START Material for the task

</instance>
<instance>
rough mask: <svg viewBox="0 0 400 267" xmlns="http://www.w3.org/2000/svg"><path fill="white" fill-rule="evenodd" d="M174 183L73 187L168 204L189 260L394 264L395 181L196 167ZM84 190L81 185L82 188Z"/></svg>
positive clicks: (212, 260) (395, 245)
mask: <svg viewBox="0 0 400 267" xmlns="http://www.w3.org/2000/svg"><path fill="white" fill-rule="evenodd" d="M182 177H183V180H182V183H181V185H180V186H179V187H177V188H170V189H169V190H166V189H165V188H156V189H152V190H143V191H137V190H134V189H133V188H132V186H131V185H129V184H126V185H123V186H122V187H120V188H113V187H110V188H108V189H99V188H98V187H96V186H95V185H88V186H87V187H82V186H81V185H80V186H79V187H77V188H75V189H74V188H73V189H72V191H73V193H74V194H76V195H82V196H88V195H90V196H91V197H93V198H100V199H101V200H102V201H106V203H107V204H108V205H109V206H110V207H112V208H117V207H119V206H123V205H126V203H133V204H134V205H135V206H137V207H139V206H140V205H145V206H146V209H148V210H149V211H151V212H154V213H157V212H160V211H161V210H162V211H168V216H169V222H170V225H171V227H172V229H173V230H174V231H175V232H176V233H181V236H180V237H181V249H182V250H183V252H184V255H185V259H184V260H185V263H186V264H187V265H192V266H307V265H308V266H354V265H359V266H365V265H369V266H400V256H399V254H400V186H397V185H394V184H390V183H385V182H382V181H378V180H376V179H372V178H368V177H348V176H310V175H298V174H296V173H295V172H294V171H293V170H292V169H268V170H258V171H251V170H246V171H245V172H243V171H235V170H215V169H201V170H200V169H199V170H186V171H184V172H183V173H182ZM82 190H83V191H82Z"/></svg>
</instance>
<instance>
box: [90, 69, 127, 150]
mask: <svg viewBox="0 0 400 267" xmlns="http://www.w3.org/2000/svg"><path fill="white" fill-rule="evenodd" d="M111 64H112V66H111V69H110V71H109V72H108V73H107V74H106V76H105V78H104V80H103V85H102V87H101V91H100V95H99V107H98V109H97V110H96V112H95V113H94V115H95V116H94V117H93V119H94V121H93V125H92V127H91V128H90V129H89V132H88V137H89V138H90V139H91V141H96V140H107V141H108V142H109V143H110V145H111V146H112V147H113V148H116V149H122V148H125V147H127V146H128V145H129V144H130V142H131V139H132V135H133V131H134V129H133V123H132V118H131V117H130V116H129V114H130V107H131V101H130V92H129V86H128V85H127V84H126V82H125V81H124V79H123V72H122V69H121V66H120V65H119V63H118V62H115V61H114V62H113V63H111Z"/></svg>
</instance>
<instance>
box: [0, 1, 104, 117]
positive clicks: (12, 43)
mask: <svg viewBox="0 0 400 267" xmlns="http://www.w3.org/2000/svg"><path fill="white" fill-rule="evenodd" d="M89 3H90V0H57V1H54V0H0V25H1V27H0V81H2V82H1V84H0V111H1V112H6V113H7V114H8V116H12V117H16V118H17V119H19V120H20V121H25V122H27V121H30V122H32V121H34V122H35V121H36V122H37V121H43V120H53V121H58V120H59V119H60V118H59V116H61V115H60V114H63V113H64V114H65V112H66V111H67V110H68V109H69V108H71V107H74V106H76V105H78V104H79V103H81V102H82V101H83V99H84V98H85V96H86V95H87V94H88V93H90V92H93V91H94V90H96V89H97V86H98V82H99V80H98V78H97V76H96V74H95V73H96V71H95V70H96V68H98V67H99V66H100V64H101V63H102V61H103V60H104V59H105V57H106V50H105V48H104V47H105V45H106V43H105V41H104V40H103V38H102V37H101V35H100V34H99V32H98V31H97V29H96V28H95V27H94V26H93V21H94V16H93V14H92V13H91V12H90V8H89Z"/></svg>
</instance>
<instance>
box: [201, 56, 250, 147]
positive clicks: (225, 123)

END Material for the task

All of the entries need to be given again, word for word.

» Result:
</instance>
<instance>
rough mask: <svg viewBox="0 0 400 267" xmlns="http://www.w3.org/2000/svg"><path fill="white" fill-rule="evenodd" d="M174 183L73 187L168 204L189 260L394 264L395 181L196 167ZM84 190L81 185L82 188Z"/></svg>
positive clicks: (212, 260) (395, 245)
mask: <svg viewBox="0 0 400 267" xmlns="http://www.w3.org/2000/svg"><path fill="white" fill-rule="evenodd" d="M182 177H183V180H182V183H181V185H180V186H179V187H177V188H170V189H169V190H166V189H165V188H156V189H152V190H143V191H137V190H134V189H133V188H132V186H131V185H129V184H126V185H123V186H122V187H120V188H113V187H110V188H108V189H99V188H98V187H96V186H95V185H88V186H87V187H82V186H81V185H80V186H79V187H77V188H75V189H74V188H73V189H72V191H73V193H74V194H76V195H82V196H88V195H90V196H91V197H93V198H100V199H101V200H102V201H106V203H107V204H108V205H109V206H110V207H112V208H117V207H119V206H123V205H126V203H133V204H134V205H135V206H137V207H139V206H140V205H145V206H146V209H148V210H149V211H151V212H154V213H157V212H160V211H161V210H162V211H168V216H169V222H170V225H171V227H172V229H173V230H174V231H175V232H176V233H181V236H180V237H181V249H182V250H183V252H184V255H185V259H184V260H185V263H186V264H187V265H192V266H307V265H308V266H354V265H359V266H365V265H369V266H400V256H399V254H400V186H397V185H394V184H390V183H385V182H382V181H378V180H376V179H372V178H368V177H348V176H310V175H298V174H296V173H295V172H294V171H293V170H292V169H268V170H258V171H251V170H246V171H245V172H243V171H235V170H215V169H201V170H200V169H199V170H186V171H184V172H183V173H182ZM82 190H83V191H82Z"/></svg>
</instance>
<instance>
box: [90, 69, 127, 150]
mask: <svg viewBox="0 0 400 267" xmlns="http://www.w3.org/2000/svg"><path fill="white" fill-rule="evenodd" d="M111 64H112V66H111V69H110V71H109V72H108V73H107V74H106V76H105V78H104V80H103V85H102V87H101V91H100V95H99V107H98V109H97V110H96V112H95V113H94V115H95V116H94V117H93V119H94V121H93V125H92V127H91V128H90V129H89V132H88V137H89V138H90V139H91V141H96V140H107V141H108V142H109V143H110V145H111V146H112V147H113V148H116V149H122V148H125V147H127V146H128V145H129V144H130V142H131V139H132V135H133V131H134V129H133V123H132V118H131V117H130V116H129V114H130V107H131V101H130V92H129V86H128V85H127V84H126V82H125V81H124V79H123V72H122V69H121V66H120V65H119V63H118V62H115V61H114V62H113V63H111Z"/></svg>
</instance>
<instance>
box: [0, 1, 104, 117]
positive clicks: (12, 43)
mask: <svg viewBox="0 0 400 267" xmlns="http://www.w3.org/2000/svg"><path fill="white" fill-rule="evenodd" d="M89 3H90V0H57V1H54V0H0V25H1V27H0V81H2V82H1V84H0V111H1V112H6V113H7V114H8V116H12V117H16V118H17V119H19V120H20V121H25V122H27V121H30V122H32V121H34V122H35V121H36V122H37V121H43V120H53V121H58V120H59V119H60V118H59V116H61V115H60V114H63V113H64V114H65V112H66V111H67V110H68V109H69V108H71V107H74V106H76V105H78V104H79V103H81V102H82V101H83V99H84V98H85V96H86V95H87V94H88V93H90V92H93V91H94V90H96V89H97V86H98V82H99V80H98V78H97V76H96V74H95V73H96V71H95V70H96V68H98V67H99V66H100V64H101V63H102V61H103V60H104V59H105V57H106V50H105V48H104V47H105V45H106V43H105V41H104V40H103V38H102V37H101V35H100V34H99V32H98V31H97V29H96V28H95V27H94V26H93V21H94V16H93V14H92V13H91V12H90V8H89Z"/></svg>
</instance>
<instance>
box: [201, 56, 250, 147]
positive clicks: (225, 123)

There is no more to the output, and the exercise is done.